Texte à lire |
######
Un vrai faussaire

Jean-Luc Leon

L'histoire

Peintre de talent et voyou, Guy Ribes, 65 ans, est le plus prolifique des faussaires recensés à ce jour ayant inondé le marché de l’art pendant 30 ans. En 2005, la police a saisi plus d’une centaine de ses « faux » et en 2010 le Tribunal de Créteil l’a condamné à trois ans de prison, dont un an ferme.

Documentaire

Sorti

le 2 mars 2016


La fiche allociné

 

 

La critique d'al 1

De l'art ou du cochon ?

 

N'est pas faussaire qui veut. Guy Ribes est d'abord un peintre de talent, capable de reproduire non pas une toile, mais un style, une technique, tout un catalogue de manières de faire. Tu veux un Chagall ? Tiens, un Chagall, avec la poussière de l'époque, et la signature plus vraie que nature. Sauf que ça n'est pas un Chagall. C'est un "à la manière de", comme on fait parfois dans les écoles. Et ce faux Chagall devient un vrai, reconnu comme tel par quelques experts dont on se demande pourquoi ils sont tant estimés.
Le talent ne suffit pas, il faut aussi une sacrée dose de roublardise et de connaissance du marché de l'art, pour écouler les fausses toiles. La roublardise en question s'accompagne d'un carnet d'adresses bien choisies : l'un pour appâter le client, l'autre pour augmenter l'estimation de la valeur, etc.
######
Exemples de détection

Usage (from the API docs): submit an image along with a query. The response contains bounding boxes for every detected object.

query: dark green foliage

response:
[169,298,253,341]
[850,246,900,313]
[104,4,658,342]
######
Exercices à faire |
A – Répondez aux questions sur le texte consacré à Guy Ribes, une réponse par ligne, avec les mêmes repères :
(i) Combien de faux la police a-t-elle saisis en 2005 ?
(ii) Quel tribunal l'a condamné en 2010, et à quelle peine ?
(iii) Quand le documentaire est-il sorti ?
B – Résumez le texte sur Guy Ribes en deux phrases.
Vous n'avez pas besoin des lignes pour ce travail.

Les réponses |
A –
(i) Plus d'une centaine.
(ii) Le Tribunal de Créteil, à trois ans de prison, dont un an ferme.
(iii) Le 2 mars 2016.

B – Guy Ribes, peintre de talent et voyou, a inondé le marché de l'art de faux pendant 30 ans : la police a saisi plus d'une centaine de ses toiles en 2005, et il a été condamné en 2010 à trois ans de prison, dont un an ferme. Selon la critique, il sait reproduire tout un style, comme celui de Chagall, et il écoule ses fausses toiles grâce à sa roublardise, à sa connaissance du marché de l'art et à un carnet d'adresses bien choisies.